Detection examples

____________________

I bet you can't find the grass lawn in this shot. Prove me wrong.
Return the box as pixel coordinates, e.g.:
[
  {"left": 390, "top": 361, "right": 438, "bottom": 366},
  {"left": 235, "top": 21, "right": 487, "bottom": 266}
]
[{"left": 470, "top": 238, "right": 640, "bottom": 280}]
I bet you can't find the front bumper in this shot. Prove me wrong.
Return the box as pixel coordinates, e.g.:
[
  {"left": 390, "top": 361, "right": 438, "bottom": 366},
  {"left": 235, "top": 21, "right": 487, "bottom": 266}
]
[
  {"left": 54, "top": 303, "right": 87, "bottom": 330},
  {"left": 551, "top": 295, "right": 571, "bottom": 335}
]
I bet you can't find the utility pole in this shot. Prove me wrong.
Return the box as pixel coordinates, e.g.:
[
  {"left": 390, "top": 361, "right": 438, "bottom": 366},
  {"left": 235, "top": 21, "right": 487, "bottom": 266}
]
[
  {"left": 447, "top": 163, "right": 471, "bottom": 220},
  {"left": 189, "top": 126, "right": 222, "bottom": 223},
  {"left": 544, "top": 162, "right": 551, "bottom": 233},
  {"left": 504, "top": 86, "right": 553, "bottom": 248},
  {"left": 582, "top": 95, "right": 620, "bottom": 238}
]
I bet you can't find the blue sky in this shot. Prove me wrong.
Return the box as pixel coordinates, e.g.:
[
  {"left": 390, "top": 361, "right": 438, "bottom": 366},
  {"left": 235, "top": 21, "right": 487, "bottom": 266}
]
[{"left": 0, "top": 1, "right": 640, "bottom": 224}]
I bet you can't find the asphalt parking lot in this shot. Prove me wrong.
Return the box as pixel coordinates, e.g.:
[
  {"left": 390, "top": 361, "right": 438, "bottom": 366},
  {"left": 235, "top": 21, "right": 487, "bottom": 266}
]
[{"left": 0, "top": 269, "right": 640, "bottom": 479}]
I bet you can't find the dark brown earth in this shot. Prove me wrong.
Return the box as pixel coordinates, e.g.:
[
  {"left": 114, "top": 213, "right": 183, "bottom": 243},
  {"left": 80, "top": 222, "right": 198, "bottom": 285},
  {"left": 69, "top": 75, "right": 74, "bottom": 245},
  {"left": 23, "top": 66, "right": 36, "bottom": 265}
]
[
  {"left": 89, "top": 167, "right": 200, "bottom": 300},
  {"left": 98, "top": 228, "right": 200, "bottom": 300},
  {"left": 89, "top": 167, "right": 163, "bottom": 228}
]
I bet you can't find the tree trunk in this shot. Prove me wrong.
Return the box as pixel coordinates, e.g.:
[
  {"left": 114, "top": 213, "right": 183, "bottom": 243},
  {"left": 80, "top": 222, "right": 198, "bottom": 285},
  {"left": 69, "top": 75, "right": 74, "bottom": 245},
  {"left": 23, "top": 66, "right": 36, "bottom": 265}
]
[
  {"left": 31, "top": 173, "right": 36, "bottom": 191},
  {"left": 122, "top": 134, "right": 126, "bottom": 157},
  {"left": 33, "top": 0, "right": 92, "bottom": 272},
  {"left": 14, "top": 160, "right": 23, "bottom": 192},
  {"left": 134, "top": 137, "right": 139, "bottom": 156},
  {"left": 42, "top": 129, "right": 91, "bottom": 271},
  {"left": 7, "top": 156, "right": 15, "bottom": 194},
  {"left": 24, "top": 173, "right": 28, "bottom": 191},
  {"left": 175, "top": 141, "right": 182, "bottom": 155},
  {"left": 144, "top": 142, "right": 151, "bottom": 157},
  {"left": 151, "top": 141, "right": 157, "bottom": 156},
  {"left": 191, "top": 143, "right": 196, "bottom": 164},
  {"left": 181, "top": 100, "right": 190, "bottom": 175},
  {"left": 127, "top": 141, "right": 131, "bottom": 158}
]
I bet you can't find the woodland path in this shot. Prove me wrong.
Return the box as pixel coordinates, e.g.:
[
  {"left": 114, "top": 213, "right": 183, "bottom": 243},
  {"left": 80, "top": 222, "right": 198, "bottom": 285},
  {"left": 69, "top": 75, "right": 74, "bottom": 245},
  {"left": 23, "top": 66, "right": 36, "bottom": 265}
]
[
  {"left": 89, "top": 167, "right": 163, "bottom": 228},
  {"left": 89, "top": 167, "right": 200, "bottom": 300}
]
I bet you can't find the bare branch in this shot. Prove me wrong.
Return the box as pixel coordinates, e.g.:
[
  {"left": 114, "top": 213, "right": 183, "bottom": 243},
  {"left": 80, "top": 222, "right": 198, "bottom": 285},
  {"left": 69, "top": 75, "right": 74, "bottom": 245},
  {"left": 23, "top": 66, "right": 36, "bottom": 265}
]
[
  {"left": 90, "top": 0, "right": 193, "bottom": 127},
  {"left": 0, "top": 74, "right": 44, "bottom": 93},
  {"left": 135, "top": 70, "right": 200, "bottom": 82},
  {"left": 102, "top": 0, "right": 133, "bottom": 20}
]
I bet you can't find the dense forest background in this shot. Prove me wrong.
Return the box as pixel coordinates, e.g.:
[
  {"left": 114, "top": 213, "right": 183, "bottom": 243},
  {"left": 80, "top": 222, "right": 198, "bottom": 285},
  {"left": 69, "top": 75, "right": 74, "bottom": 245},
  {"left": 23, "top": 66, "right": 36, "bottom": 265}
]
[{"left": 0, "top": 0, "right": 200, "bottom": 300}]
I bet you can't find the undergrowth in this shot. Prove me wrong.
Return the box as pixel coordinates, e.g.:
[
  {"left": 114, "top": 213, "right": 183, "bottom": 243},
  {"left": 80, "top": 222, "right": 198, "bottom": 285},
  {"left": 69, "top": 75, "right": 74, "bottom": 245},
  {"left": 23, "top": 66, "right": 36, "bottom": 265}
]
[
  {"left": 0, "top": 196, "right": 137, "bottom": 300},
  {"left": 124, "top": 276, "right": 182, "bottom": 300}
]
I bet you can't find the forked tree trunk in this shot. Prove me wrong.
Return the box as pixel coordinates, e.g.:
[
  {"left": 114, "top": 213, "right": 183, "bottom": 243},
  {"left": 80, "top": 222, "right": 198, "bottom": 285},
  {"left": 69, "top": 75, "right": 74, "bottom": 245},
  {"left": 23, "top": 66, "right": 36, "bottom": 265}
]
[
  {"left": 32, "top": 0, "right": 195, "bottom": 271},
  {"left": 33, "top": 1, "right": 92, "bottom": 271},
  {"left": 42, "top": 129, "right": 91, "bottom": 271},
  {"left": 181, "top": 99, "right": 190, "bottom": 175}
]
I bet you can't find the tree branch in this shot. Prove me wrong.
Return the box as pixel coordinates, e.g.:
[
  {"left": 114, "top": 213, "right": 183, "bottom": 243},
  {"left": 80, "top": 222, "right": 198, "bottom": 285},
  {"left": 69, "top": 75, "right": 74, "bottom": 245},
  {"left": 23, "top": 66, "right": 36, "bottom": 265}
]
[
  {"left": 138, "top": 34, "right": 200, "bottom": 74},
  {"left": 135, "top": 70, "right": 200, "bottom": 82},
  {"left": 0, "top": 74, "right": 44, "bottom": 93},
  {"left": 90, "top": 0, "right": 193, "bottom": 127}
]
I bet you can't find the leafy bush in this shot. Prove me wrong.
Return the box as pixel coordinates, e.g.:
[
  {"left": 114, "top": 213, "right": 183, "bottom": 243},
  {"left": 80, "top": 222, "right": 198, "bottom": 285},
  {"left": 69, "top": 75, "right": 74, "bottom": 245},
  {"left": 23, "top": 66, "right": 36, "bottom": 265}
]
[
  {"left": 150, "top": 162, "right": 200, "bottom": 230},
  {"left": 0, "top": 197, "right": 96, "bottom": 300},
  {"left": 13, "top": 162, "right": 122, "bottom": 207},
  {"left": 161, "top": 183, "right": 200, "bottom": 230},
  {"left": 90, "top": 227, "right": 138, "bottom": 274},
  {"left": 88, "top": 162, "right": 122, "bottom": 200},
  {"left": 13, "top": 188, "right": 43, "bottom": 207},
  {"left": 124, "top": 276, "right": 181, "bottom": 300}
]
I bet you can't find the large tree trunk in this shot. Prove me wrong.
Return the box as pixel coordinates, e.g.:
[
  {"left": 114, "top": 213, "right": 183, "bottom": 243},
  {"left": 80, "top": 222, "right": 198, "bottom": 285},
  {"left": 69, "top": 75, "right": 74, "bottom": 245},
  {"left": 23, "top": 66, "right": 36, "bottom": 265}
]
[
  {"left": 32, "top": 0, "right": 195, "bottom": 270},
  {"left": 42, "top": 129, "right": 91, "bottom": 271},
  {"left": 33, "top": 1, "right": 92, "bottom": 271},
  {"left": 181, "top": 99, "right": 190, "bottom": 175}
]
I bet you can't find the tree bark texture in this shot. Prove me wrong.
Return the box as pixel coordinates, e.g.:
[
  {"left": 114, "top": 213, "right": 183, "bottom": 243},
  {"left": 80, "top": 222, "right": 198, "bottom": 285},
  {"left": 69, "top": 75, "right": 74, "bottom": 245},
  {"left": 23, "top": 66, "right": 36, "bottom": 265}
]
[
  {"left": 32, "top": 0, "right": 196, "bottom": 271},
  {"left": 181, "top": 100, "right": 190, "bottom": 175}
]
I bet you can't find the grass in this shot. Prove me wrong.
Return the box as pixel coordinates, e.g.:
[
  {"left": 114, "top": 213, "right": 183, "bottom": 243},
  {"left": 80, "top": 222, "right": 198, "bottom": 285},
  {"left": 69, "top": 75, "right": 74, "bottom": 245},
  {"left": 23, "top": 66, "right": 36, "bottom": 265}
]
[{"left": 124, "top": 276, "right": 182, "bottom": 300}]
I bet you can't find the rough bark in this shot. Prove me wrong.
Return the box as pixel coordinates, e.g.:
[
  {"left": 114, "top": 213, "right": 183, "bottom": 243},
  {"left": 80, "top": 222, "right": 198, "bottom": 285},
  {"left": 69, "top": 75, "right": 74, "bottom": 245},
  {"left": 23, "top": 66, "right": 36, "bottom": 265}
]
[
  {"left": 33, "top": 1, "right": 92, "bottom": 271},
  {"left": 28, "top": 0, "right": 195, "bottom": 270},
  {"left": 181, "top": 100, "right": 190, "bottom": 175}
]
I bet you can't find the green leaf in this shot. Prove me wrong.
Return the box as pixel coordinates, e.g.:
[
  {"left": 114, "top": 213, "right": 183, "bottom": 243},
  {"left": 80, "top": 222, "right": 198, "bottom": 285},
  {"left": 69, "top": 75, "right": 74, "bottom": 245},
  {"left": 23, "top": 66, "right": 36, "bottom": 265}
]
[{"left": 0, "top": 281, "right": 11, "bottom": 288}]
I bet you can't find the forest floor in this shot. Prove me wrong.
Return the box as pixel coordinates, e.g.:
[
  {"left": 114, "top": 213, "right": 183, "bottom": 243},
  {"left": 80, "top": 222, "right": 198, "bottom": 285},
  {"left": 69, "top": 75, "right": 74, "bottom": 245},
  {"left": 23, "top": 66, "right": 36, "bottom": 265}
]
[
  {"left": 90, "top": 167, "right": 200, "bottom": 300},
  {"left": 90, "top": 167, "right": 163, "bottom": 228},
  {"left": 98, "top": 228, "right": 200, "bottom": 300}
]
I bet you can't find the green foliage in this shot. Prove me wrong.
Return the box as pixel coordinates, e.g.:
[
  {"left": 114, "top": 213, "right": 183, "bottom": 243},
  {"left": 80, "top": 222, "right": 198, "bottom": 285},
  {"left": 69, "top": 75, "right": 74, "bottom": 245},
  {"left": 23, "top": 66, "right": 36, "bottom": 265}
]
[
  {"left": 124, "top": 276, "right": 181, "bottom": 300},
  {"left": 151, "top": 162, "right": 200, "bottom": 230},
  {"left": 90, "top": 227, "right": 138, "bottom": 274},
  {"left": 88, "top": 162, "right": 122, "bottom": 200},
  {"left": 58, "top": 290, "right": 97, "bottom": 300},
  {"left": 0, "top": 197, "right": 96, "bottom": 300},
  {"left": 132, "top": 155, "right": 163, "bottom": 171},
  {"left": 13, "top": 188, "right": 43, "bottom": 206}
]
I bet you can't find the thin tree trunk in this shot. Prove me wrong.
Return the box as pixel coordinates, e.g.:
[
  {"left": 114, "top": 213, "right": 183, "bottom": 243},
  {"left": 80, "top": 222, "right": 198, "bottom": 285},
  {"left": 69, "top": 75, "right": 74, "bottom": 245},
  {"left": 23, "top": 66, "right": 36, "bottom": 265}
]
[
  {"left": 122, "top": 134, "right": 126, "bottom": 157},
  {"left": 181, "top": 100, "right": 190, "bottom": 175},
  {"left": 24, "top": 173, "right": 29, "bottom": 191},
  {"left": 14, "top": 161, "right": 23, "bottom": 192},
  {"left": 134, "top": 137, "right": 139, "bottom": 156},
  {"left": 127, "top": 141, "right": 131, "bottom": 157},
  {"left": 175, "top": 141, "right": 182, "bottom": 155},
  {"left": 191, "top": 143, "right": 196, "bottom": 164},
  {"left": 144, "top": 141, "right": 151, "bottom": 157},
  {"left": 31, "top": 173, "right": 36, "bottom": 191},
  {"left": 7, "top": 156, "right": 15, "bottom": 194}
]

____________________

**INSTRUCTION**
Copy everything from the line containing "I bet you can't find the forest" down to the end of the rows, with no changes.

**EXERCISE ANSWER**
I bet you can't find the forest floor in this shot. Prove me wrong.
Return the box as pixel coordinates, e.g.:
[
  {"left": 114, "top": 213, "right": 183, "bottom": 243},
  {"left": 80, "top": 222, "right": 198, "bottom": 285},
  {"left": 69, "top": 75, "right": 74, "bottom": 245},
  {"left": 23, "top": 66, "right": 36, "bottom": 265}
]
[
  {"left": 90, "top": 167, "right": 200, "bottom": 300},
  {"left": 90, "top": 167, "right": 163, "bottom": 228},
  {"left": 98, "top": 228, "right": 200, "bottom": 300}
]
I bet you can't find the green foliage in this shot. Prove me wrong.
Return the box as pixel coordinates, e.g.:
[
  {"left": 114, "top": 213, "right": 183, "bottom": 243},
  {"left": 80, "top": 222, "right": 198, "bottom": 285},
  {"left": 69, "top": 75, "right": 74, "bottom": 245},
  {"left": 23, "top": 66, "right": 36, "bottom": 265}
]
[
  {"left": 124, "top": 276, "right": 181, "bottom": 300},
  {"left": 151, "top": 162, "right": 200, "bottom": 230},
  {"left": 90, "top": 227, "right": 138, "bottom": 274},
  {"left": 88, "top": 162, "right": 122, "bottom": 200},
  {"left": 58, "top": 290, "right": 97, "bottom": 300},
  {"left": 0, "top": 197, "right": 96, "bottom": 300},
  {"left": 132, "top": 155, "right": 163, "bottom": 171},
  {"left": 13, "top": 188, "right": 43, "bottom": 206}
]
I bet you can't find the thin tree trunk in this shot. Prove me wrong.
Return the box as pixel coordinates, e.g.:
[
  {"left": 114, "top": 213, "right": 183, "bottom": 243},
  {"left": 80, "top": 222, "right": 198, "bottom": 285},
  {"left": 69, "top": 75, "right": 74, "bottom": 245},
  {"left": 23, "top": 66, "right": 36, "bottom": 265}
]
[
  {"left": 122, "top": 134, "right": 126, "bottom": 157},
  {"left": 181, "top": 100, "right": 190, "bottom": 175},
  {"left": 24, "top": 173, "right": 29, "bottom": 191},
  {"left": 14, "top": 161, "right": 23, "bottom": 192},
  {"left": 134, "top": 137, "right": 139, "bottom": 156},
  {"left": 127, "top": 141, "right": 131, "bottom": 157},
  {"left": 175, "top": 141, "right": 182, "bottom": 155},
  {"left": 191, "top": 143, "right": 196, "bottom": 164},
  {"left": 144, "top": 141, "right": 151, "bottom": 157},
  {"left": 31, "top": 173, "right": 36, "bottom": 191},
  {"left": 7, "top": 156, "right": 15, "bottom": 194}
]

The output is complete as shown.